═══ STUDY TEXT ═══

Ilex vomitoria “Yaupon Holly”. Photo taken with an Olympus PEN E-PL1 in Pensacola, Escambia, Florida. by: Luteus
One more thing about Yaupon; it was sometimes referred to ash Liberty Tea used to replace Camellia Sinensis and the caffeine stimulation after C. Sinensis was banned following the Boston Tea Party. But it was only one of many herbs that Native Americans used for nutrition, for ceremonial activities and medicinally and also for pleasure. While yaupon has become more familiar on some tea shop menus, you might want to visit the website of one of the companies specializing in it. Catspring Yaupon in Texas. Yaupon Tea Company in Georgia. Yaupon Brothers American Tea Company, Floriday.
Native American Herbalism and Tea
With the growing popularity of herbalism, there are several books that focus on the indigneous Native American tea traditions. One of the most complete is by Daniel E. Moerman, “Native American Ethnobotany”. If you want to learn a lot more than one thing about these herbs used as teas, you might check this out.
An extraordinary compilation of the plants used by North American native peoples for medicine, food, fiber, dye, and a host of other things. Anthropologist Daniel E. Moerman has devoted 25 years to the task of gathering together the accumulated ethnobotanical knowledge on more than 4000 plants. More than 44,000 uses for these plants by various tribes are documented here. This is undoubtedly the most massive ethnobotanical survey ever undertaken, preserving an enormous store of information for the future. (Amazon Description)

═══ DATASET ═══

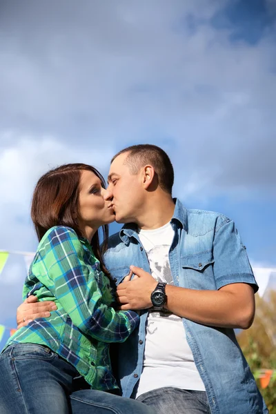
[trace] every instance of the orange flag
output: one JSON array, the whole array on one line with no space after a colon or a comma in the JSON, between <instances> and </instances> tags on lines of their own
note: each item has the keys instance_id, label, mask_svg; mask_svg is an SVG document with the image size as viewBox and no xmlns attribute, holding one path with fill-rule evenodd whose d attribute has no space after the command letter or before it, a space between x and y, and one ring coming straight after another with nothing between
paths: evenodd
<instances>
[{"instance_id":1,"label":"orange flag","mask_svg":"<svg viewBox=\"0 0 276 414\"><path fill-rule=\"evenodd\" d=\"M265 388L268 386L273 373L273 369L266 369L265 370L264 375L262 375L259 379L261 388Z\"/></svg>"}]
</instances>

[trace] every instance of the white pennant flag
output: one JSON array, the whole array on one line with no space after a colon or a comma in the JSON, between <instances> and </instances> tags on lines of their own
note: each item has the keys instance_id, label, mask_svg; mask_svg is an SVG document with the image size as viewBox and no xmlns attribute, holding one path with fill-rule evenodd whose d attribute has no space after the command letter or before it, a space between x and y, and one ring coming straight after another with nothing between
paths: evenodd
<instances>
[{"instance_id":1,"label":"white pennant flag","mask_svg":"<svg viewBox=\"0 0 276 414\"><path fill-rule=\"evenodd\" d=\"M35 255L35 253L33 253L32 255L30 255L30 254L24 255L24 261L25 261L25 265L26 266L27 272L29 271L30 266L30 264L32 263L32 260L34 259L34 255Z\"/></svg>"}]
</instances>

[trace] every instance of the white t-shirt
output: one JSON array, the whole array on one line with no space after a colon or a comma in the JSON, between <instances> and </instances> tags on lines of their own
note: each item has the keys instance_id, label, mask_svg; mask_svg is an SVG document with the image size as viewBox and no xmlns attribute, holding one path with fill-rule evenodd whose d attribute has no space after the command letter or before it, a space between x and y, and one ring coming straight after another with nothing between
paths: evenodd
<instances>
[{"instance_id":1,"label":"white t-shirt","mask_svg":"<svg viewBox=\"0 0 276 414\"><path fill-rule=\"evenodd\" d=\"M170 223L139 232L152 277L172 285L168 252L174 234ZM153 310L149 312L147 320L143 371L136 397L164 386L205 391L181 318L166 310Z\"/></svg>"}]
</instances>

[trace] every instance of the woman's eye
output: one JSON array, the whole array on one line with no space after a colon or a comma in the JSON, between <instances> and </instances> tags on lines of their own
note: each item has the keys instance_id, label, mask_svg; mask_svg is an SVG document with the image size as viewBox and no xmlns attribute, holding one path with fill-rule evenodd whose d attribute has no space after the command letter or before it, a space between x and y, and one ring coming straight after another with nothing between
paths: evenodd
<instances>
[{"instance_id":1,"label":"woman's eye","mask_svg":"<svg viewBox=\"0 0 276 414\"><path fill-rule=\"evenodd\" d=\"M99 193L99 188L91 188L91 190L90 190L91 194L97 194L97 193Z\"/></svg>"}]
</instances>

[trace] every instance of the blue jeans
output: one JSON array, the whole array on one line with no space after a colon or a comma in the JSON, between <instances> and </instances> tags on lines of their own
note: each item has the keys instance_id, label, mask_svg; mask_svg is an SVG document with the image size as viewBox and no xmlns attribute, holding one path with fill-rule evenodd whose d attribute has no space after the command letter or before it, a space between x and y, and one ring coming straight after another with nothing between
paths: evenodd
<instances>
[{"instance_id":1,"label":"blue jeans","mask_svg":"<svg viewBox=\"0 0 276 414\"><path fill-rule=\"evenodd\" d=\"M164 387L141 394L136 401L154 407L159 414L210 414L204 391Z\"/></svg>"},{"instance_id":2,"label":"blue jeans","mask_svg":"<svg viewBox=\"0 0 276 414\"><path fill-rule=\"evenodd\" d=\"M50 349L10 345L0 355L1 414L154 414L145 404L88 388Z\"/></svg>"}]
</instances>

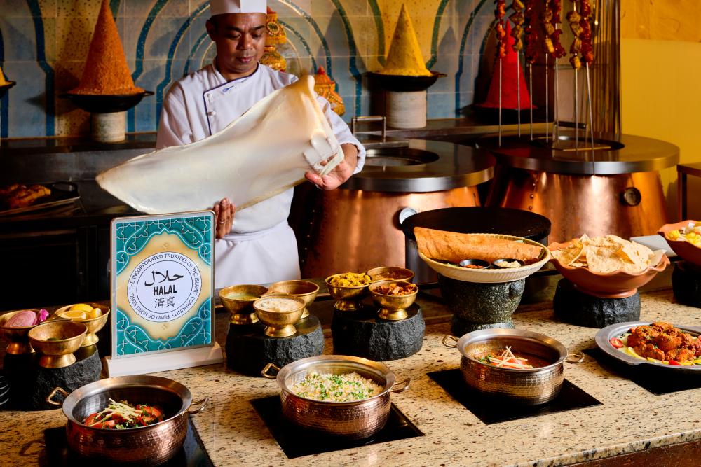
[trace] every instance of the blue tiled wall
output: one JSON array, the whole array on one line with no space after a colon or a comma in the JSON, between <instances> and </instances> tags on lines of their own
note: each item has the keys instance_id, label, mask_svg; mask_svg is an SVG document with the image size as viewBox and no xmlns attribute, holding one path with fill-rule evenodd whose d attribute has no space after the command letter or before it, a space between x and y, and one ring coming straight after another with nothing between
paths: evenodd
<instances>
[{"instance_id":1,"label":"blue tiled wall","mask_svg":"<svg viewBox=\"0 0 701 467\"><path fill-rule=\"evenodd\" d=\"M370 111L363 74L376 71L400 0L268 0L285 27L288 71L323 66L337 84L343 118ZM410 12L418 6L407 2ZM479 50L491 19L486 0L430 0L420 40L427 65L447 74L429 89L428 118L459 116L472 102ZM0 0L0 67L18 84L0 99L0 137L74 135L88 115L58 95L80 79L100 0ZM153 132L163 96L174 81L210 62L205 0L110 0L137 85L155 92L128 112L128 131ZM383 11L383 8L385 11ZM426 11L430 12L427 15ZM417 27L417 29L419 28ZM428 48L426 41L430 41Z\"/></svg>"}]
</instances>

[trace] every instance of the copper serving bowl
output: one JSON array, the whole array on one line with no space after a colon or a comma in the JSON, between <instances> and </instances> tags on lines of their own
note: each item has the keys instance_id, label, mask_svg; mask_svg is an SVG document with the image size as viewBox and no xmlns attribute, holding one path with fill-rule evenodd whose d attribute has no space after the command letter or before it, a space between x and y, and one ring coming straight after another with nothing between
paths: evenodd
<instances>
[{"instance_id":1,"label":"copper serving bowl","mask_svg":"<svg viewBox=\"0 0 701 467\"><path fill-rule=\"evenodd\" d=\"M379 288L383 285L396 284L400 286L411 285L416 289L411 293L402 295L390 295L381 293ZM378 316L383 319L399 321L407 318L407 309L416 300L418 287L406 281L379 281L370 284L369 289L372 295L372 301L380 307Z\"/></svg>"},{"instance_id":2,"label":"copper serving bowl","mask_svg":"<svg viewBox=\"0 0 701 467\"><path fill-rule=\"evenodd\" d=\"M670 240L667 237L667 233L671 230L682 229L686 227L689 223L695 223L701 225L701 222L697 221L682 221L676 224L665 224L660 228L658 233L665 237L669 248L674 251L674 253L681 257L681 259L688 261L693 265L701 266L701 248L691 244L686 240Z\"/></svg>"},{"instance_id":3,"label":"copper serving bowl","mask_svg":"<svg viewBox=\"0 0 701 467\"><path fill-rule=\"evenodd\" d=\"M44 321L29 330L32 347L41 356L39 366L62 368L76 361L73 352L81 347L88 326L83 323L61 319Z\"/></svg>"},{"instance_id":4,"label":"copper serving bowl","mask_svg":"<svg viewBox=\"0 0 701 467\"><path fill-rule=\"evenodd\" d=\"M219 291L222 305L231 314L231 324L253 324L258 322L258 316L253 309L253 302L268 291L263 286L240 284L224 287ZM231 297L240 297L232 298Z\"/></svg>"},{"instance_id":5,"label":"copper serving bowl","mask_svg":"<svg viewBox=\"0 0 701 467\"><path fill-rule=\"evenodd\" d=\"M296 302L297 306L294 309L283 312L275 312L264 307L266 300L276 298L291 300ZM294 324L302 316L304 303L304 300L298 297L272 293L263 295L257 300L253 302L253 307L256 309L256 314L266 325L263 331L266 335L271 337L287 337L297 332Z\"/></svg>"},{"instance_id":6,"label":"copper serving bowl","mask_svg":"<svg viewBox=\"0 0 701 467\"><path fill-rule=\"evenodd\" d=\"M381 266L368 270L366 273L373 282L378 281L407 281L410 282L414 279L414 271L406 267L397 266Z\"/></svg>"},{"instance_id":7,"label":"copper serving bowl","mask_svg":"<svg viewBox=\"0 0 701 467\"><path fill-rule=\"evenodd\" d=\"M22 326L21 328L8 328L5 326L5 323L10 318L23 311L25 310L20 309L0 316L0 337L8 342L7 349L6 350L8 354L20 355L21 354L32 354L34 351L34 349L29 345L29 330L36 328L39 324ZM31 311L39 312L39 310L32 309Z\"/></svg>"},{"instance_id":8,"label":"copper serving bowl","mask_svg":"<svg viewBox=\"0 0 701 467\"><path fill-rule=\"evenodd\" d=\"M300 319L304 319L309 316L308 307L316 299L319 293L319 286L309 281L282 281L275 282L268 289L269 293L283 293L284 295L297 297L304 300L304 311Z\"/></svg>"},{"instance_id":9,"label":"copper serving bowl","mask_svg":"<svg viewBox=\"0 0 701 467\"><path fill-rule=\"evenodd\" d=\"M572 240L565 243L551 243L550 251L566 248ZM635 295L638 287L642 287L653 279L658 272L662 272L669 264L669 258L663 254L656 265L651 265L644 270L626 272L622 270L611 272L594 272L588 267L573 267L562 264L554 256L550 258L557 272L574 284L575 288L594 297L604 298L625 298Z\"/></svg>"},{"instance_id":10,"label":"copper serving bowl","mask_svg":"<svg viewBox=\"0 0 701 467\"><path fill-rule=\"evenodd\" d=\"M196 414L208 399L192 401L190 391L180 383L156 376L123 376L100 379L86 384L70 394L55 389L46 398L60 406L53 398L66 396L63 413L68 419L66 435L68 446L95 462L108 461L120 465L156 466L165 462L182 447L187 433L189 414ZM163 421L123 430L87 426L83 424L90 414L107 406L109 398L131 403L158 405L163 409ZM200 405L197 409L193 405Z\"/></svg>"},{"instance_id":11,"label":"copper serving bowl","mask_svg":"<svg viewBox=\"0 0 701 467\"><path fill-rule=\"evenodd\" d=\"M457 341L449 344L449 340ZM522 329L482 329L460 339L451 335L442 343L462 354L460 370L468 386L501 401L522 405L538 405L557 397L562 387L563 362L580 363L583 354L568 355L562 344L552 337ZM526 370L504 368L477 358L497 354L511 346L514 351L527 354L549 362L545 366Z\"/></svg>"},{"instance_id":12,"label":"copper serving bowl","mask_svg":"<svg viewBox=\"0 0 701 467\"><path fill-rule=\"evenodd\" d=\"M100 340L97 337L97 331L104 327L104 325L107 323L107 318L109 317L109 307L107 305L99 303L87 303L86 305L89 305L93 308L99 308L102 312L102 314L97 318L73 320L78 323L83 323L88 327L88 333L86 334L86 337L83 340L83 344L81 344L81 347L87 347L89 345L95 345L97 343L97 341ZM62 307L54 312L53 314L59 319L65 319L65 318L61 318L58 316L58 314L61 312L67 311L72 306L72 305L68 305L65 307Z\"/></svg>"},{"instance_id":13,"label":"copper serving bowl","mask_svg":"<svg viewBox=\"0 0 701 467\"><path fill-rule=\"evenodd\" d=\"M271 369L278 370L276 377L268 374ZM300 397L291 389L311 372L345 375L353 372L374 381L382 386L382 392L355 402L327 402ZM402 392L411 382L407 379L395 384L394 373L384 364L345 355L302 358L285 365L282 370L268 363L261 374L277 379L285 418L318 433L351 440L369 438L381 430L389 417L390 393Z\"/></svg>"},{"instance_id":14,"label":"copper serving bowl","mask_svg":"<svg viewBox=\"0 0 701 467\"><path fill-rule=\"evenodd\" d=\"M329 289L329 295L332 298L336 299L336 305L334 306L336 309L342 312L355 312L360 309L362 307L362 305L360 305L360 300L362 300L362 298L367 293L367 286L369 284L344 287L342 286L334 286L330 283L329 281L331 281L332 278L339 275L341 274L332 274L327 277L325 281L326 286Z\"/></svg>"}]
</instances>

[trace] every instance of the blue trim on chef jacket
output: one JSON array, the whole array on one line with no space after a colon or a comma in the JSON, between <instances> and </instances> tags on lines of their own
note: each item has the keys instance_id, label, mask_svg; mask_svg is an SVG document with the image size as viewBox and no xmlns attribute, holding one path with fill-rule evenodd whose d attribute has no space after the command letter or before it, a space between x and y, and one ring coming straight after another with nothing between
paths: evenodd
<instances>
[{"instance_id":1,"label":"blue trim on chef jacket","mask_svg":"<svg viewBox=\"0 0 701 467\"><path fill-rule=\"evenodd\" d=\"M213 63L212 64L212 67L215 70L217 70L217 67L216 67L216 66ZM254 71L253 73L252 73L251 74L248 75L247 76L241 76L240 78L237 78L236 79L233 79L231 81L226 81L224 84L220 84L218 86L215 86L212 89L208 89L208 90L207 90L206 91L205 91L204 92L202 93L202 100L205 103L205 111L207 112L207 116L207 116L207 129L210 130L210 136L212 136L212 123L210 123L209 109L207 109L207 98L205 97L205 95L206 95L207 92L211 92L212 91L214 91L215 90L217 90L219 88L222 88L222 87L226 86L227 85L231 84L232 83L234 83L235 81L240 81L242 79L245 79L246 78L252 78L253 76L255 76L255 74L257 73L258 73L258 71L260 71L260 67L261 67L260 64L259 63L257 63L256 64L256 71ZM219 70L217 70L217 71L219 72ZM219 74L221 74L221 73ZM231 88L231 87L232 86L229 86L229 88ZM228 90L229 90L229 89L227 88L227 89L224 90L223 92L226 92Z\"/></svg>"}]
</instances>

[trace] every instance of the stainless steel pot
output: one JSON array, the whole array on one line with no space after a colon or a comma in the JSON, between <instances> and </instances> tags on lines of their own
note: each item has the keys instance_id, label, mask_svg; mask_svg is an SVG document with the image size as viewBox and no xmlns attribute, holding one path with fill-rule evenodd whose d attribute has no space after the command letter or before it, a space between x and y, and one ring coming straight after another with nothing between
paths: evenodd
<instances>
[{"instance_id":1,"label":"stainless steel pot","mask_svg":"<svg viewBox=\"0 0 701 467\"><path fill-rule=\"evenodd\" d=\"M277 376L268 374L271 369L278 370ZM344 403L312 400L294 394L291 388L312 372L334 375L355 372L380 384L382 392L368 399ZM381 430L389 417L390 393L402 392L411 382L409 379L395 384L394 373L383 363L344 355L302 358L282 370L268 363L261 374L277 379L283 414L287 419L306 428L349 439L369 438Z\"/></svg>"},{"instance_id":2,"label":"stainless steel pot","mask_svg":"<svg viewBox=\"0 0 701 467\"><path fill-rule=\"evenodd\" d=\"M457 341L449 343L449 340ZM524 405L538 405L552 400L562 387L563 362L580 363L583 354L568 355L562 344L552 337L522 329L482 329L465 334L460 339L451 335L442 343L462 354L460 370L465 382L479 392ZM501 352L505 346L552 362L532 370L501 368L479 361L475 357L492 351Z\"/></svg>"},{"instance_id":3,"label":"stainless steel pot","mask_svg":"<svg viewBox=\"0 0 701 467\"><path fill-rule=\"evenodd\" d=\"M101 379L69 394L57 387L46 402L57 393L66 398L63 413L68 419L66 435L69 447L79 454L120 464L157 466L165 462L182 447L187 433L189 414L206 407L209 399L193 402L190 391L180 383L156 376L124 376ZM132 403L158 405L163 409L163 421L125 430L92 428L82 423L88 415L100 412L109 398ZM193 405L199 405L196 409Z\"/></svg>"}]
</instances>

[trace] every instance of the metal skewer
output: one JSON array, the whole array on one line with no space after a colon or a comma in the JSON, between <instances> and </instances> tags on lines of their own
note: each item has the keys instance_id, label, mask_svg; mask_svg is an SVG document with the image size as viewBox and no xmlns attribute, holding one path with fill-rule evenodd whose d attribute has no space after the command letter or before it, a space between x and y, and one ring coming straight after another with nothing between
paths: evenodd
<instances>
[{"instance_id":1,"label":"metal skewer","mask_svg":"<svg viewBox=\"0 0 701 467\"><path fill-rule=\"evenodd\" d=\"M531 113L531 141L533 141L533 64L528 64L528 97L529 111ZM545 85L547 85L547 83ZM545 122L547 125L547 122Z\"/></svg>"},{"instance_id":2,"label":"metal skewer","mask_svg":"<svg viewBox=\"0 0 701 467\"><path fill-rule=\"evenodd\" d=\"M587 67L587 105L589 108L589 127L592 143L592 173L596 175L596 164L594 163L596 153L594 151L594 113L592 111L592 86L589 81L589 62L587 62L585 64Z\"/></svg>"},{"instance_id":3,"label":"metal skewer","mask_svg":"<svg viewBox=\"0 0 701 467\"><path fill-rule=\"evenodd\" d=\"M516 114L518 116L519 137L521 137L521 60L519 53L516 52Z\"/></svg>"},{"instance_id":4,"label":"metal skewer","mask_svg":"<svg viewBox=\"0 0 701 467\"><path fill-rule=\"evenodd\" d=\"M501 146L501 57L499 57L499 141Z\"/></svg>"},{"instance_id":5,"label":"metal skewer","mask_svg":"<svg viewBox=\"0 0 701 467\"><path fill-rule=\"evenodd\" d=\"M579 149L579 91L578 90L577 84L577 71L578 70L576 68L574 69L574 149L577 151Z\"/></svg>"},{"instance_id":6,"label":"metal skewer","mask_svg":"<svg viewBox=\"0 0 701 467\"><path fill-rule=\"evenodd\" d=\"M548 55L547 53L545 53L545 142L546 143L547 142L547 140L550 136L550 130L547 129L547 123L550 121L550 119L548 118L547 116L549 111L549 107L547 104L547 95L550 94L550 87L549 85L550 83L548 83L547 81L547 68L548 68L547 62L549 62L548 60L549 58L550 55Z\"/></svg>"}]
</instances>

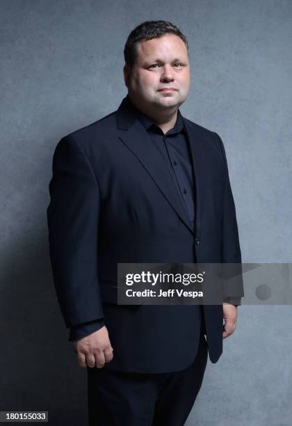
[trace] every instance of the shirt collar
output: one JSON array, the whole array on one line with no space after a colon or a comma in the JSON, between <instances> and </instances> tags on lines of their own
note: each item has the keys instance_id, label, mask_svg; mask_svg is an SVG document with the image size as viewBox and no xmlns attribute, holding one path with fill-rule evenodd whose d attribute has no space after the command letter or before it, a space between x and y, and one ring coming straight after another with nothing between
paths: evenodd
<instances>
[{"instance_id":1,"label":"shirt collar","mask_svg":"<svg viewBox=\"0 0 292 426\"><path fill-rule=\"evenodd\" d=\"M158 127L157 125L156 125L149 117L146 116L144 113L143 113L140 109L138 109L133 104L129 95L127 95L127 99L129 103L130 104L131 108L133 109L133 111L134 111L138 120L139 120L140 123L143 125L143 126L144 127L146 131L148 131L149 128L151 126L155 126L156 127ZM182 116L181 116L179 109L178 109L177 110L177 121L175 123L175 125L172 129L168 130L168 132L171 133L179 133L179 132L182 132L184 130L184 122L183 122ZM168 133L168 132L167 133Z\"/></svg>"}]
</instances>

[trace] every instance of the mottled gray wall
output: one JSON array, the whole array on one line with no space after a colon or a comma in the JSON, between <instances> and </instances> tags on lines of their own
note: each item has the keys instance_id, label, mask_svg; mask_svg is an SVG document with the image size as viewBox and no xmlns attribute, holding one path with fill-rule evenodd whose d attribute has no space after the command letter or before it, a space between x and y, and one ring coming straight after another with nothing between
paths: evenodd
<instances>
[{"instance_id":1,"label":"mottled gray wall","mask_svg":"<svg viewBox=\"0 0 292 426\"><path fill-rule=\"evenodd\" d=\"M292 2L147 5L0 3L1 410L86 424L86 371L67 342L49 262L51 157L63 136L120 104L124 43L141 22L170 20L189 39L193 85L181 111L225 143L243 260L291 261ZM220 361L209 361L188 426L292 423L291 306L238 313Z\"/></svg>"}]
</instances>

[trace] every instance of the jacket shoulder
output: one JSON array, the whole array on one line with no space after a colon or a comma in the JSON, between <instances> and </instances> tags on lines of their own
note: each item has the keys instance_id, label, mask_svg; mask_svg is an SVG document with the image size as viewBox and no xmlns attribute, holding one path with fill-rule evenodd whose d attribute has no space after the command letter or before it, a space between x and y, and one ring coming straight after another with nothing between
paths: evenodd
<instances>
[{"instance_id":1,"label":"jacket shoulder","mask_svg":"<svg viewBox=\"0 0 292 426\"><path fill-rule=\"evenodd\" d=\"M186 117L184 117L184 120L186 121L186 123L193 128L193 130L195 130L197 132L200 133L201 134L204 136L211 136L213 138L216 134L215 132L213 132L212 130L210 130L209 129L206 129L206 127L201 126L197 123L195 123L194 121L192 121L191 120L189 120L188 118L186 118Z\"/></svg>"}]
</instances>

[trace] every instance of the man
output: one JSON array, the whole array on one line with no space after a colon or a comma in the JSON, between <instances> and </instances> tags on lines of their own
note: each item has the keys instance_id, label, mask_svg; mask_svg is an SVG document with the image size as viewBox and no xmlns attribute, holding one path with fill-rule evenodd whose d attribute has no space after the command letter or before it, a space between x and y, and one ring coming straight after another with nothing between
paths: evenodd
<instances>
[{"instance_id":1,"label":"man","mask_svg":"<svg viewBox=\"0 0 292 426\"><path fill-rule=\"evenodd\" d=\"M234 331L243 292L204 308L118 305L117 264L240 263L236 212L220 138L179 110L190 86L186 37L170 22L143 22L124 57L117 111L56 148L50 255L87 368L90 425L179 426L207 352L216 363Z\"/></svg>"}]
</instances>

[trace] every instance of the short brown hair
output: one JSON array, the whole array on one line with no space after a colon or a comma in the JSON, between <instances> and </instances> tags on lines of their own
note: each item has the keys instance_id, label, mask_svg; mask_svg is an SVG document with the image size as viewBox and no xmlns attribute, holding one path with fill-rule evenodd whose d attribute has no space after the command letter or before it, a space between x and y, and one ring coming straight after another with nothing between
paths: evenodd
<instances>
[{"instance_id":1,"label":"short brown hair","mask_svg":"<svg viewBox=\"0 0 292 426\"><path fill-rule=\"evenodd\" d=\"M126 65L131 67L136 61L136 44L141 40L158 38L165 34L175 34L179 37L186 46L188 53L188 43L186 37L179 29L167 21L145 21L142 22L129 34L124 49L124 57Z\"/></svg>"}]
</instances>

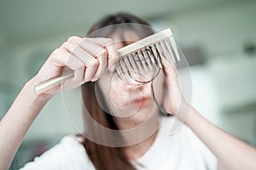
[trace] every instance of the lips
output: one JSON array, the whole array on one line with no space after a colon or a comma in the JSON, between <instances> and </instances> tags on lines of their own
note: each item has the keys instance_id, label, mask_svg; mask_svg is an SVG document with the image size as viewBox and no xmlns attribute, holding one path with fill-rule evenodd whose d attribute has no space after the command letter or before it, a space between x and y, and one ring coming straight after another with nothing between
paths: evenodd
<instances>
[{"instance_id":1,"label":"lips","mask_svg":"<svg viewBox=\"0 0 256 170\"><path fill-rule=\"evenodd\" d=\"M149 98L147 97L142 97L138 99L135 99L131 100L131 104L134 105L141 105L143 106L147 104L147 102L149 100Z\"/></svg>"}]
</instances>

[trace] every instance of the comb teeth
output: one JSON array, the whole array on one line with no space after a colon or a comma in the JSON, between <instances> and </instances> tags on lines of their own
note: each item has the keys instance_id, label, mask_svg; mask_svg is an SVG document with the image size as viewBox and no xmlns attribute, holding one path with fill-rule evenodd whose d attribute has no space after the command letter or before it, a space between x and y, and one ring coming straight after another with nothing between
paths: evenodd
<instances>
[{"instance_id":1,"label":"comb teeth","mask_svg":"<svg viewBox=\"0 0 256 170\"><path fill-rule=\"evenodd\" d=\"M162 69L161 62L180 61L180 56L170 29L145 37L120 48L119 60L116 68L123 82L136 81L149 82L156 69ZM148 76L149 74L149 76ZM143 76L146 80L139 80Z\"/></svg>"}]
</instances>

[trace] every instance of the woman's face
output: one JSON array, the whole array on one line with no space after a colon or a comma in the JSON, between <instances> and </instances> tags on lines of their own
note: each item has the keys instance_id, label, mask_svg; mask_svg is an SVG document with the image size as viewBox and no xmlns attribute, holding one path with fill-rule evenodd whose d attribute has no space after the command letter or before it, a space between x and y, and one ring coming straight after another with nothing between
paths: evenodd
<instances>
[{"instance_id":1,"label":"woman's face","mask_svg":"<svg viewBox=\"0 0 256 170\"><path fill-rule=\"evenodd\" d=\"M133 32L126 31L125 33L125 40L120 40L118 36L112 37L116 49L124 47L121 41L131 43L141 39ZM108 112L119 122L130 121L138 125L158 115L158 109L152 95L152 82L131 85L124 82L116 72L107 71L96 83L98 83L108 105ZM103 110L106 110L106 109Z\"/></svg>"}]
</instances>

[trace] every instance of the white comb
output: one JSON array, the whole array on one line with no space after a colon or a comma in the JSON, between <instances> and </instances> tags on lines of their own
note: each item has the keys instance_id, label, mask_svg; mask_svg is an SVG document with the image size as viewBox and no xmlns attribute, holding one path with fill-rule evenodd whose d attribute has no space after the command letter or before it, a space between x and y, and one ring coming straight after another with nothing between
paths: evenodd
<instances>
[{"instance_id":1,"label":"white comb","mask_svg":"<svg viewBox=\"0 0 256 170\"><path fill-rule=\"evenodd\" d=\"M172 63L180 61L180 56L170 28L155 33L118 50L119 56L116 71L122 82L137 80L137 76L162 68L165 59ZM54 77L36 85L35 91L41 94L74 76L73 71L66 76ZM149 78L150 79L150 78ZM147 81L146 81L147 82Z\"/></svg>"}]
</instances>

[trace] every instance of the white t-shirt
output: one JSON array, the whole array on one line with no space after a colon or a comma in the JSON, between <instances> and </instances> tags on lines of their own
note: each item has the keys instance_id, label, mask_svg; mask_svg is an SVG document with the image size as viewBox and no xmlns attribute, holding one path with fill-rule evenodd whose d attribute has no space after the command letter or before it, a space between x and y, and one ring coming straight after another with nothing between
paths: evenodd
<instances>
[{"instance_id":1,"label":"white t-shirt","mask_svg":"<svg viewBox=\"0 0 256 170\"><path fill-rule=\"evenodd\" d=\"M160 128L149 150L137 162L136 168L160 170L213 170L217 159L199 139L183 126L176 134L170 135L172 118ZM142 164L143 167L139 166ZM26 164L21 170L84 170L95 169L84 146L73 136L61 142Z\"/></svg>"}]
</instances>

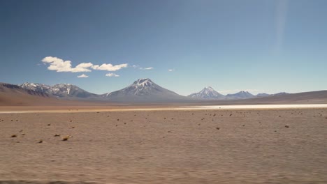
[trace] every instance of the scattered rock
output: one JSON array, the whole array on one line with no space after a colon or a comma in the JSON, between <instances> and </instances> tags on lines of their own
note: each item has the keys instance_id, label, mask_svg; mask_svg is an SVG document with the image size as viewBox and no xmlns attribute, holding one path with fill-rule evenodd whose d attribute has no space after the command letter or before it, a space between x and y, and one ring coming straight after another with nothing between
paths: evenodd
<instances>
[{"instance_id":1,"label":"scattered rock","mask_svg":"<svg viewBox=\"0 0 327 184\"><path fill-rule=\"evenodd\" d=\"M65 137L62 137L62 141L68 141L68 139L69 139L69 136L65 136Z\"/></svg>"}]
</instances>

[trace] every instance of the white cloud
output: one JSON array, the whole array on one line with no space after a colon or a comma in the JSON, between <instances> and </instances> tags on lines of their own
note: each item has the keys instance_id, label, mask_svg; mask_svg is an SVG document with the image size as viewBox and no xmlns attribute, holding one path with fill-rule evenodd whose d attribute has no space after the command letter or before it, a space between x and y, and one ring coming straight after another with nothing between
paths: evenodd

═══

**USING THE INFORMATION**
1. For the text on yaupon and Native American tea, mark each statement yes or no, and quote the words from the text that decide it. (a) Moerman spent 25 years gathering ethnobotanical knowledge. (b) The compilation documents fewer than 10,000 plant uses. (c) The yaupon photo was taken in Georgia.
2. Using the text on yaupon and Native American tea, answer each question:
(a) What camera took the yaupon photo?
(b) Which yaupon company does the text place in Texas?
(c) What is the title of Moerman's book?
3. Write what comes next in the text on yaupon and Native American tea, picking up after its final line.
The material isn't needed for any of this.

**TASK-BY-TASK RESULTS**
1.
(a) Yes: "Anthropologist Daniel E. Moerman has devoted 25 years to the task of gathering together the accumulated ethnobotanical knowledge on more than 4000 plants."
(b) No: "More than 44,000 uses for these plants by various tribes are documented here."
(c) No: "Photo taken with an Olympus PEN E-PL1 in Pensacola, Escambia, Florida."

2.
(a) An Olympus PEN E-PL1
(b) Catspring Yaupon
(c) "Native American Ethnobotany"

3.
Try a new tea with roots in Native American heritage.
Many of the herbs that we are coming to know through creative new tea blending had origins in the tea and healing lore of the Native Americans. As herbal teas have become more popular we don’t recognize some of the origins as indigenous herbal healing. One company, Native American Tea, was established in 1987 on the Crow Nation Reservation by a family of the Turtle Mountain Chippewa.
We also found many Native American herbalists on Etsy, selling unblended herbs from various regions and tribes but also vendors who are crafting blends and sharing their herbal expertise.
Share your discoveries with a friend.
While the Native American traditions are as ancient as some of the Asian tea cultures, they are new information for most of us. One of the most important things about having a holiday like Indigenous People’s Day delcared is that we can share our understanding of and feelings about these stories in our shared history. They aren’t comfortable stories. The colonization of North America and abusive to native people is difficult to digest. We’ve been trying to heal it and begin to mend some of the injustices for many years. It will, most certainly, take many more.
Could sharing a cup of tea and a story of the people for whom it was a medicine, a food and a ceremony be a tiny step toward better understanding and respect.
In Conclusion: Drinking tea has been and remains one of the most ubiquitous practices in cultures around the world by which we express hospitality, health and spirituality. Sometimes we tea lovers focus more on the actual plant like Camellia sinensis and pay less attention to the way in which the drink is prepared and shared.
Today we can bend a bit more toward the side of celebrating the act of sharing the brewed drink and what it gives to our fshared North American culture. Perhaps we can find new common ground that can be nourishing and healing as we celebrate Indigenous People’s Day 2021 with tea.